■ **Records provided**:
------------------------------------------------------------

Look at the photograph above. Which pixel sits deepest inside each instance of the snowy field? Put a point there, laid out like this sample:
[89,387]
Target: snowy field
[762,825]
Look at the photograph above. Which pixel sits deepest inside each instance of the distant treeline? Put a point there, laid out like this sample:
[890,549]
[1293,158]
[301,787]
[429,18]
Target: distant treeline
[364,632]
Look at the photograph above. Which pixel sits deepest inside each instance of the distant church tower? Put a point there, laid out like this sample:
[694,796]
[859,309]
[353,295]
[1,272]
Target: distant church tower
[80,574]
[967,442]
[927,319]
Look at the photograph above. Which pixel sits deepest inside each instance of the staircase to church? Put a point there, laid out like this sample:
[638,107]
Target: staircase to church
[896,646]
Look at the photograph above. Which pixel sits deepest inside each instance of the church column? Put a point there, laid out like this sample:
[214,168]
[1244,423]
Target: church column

------------------------------------------------------------

■ **What is expected**: Copy out the entire listing above, word for word and line for line, with nothing changed.

■ **Result for this task**:
Look at the photograph above. Which pixel sits deepest inside each instance of the snowy field? Put a point there, laid out like this sample:
[89,387]
Target: snowy field
[762,825]
Look at the photograph above. Which pixel sits deepest inside each instance of the distant treeline? Put a point there, laid out like this sample:
[890,549]
[1293,158]
[301,787]
[429,18]
Target: distant treeline
[364,632]
Look at the photograph above. Which pixel sits deepest inside each instance of the distant church tower? Put a point there, laid out like this sample:
[694,796]
[859,309]
[353,295]
[1,272]
Target: distant church tower
[80,574]
[967,442]
[927,319]
Look at the photograph above. Which pixel sits deepest inside each instance of the staircase to church? Put a point there, laid out like this sample:
[638,107]
Target: staircase to church
[896,646]
Look at the photograph above. Which pixel sits deepest inside each instance of the church column? Put a point there, laid out like this sample:
[214,168]
[1244,423]
Target: church column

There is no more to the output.